Written problem a
Set out the entries as a numbered list, everything from the first entry down to and including the line that contains "x=277, y=115", with no blank lines. Leave the pictures out of your list.

Extract to read
--- BEGIN ---
Java - HTTPClient - How to simulate a web form ?

Java Conceptuel Diagram

About

httpclient is a headless browser library build with Java that can simulate programmatically a user web navigation.

It simulate the navigation of a user on Internet with http request. We can :

  • retrieve a page from a weblink,
  • search in this page (for instance a link, mail, …),
  • and important, we can simulate a validation of form (With get of post Method). It's then possible to retrieve all information of the world.

Becareful on the web, you have a lot explication that are performed over an old version of httpclient. For instance, the website of innovation speak about the version 0.3-3. I will talk about the version 3.1

I recommend you to read this great article Client HTTP Programming Primer for ForAbsoluteBeginners. You will find a lot of good basis information on the web, a explanation of the difference between Httpclient and a browser (see below HttpClient in black and the rest of the browser in blue) and a text that talk about how to perform a connection with a login form.

You have only a text and not a real example. You can read in this article : “So this document is all bla-bla, and you will have to work out the details - all the details - yourself. Such is life.”

It's why I have done and you can find below a simple example from a form login. It connect to my wordpress admin page (version 2.6.3) and retrieve the theme page.

Steps

To have HttpClient working and the code below, you must first download this two JAR :

and to add them to your java path.
--- END ---
Written problem b
Repeat word for word the part of the HttpClient article above running from "Java - HTTPClient" down to "of the world.".

Records provided
--- BEGIN ---
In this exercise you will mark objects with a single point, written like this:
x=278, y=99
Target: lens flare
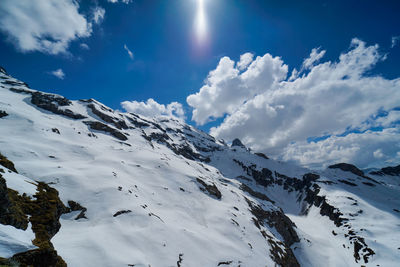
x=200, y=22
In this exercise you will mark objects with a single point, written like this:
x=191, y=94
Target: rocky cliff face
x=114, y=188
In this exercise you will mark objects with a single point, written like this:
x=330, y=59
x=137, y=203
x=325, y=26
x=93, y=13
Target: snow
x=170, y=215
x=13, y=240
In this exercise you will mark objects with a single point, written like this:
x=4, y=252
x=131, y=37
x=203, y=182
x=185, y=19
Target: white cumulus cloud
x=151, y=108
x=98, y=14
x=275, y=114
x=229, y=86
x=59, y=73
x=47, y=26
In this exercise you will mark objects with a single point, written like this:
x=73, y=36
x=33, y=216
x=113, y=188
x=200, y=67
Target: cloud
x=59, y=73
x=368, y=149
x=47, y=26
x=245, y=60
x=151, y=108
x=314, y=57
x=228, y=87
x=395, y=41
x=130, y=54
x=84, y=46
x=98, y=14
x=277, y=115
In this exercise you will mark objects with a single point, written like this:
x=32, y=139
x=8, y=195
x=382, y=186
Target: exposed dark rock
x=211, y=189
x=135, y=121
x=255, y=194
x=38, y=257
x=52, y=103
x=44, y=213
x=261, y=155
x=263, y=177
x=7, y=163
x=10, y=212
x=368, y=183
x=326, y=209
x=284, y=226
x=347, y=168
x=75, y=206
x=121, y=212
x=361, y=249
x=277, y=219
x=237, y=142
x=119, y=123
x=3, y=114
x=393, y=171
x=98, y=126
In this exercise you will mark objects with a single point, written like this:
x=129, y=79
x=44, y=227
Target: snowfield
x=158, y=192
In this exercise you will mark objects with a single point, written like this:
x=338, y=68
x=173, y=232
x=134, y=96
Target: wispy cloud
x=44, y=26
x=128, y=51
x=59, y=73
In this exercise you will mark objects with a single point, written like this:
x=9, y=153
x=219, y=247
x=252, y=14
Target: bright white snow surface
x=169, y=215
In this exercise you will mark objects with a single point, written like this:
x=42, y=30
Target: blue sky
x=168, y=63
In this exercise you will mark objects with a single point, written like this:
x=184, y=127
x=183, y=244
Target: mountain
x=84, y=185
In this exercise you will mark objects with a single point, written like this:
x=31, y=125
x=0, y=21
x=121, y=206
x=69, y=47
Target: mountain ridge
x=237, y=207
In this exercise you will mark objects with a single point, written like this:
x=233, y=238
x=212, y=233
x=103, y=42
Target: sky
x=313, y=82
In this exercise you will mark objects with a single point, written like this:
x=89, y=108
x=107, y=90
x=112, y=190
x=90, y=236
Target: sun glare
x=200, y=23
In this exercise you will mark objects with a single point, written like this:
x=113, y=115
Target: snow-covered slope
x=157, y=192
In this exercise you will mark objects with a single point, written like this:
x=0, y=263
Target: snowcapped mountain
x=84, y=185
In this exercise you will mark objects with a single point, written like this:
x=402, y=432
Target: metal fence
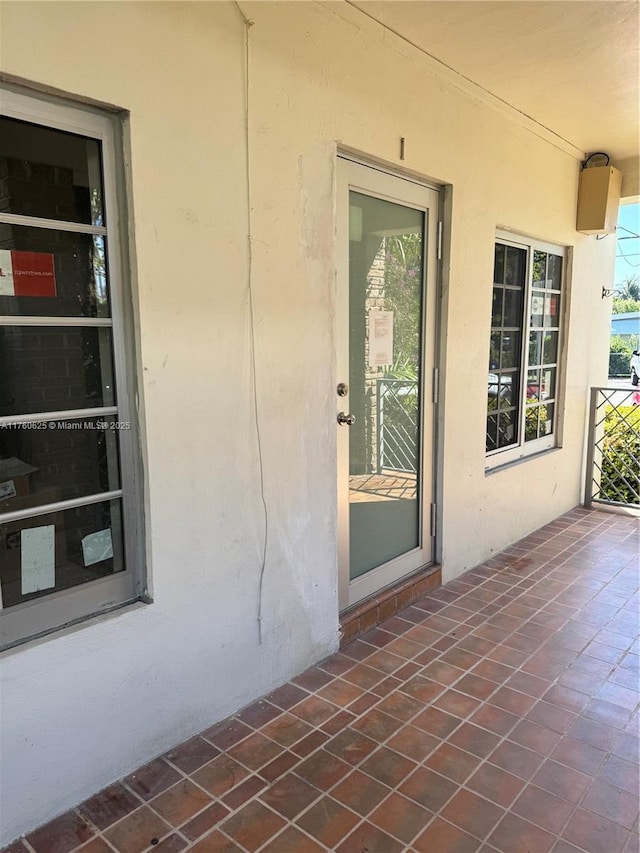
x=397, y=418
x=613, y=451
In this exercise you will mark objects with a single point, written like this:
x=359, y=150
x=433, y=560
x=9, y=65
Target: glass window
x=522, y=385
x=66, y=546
--- END ---
Written solution a
1. In this exercise you will mark objects with a single point, written like this:
2. x=278, y=99
3. Target: lens flare
4. x=200, y=22
5. In this exercise you will mark objects with a single point, written like this:
6. x=191, y=94
7. Target: rocky cliff face
8. x=114, y=188
9. In this exercise you will mark objects with a single point, written like this:
10. x=330, y=59
11. x=137, y=203
12. x=325, y=26
13. x=93, y=13
14. Target: snow
15. x=170, y=215
16. x=13, y=240
17. In this exercise you will mark objects with a single point, written like this:
18. x=4, y=252
19. x=131, y=37
20. x=203, y=182
21. x=185, y=19
22. Target: white cumulus cloud
23. x=151, y=108
24. x=98, y=14
25. x=275, y=114
26. x=229, y=86
27. x=59, y=73
28. x=47, y=26
29. In this exercise you will mark objects with a single point, written like this:
30. x=73, y=36
31. x=33, y=216
32. x=113, y=188
33. x=200, y=67
34. Target: cloud
35. x=59, y=73
36. x=368, y=149
37. x=47, y=26
38. x=245, y=60
39. x=151, y=108
40. x=314, y=57
41. x=228, y=87
42. x=395, y=41
43. x=130, y=54
44. x=84, y=46
45. x=98, y=14
46. x=277, y=115

Written solution b
Java - HTTPClient - How to simulate a web form ?

Java Conceptuel Diagram

About

httpclient is a headless browser library build with Java that can simulate programmatically a user web navigation.

It simulate the navigation of a user on Internet with http request. We can :

  • retrieve a page from a weblink,
  • search in this page (for instance a link, mail, …),
  • and important, we can simulate a validation of form (With get of post Method). It's then possible to retrieve all information of the world.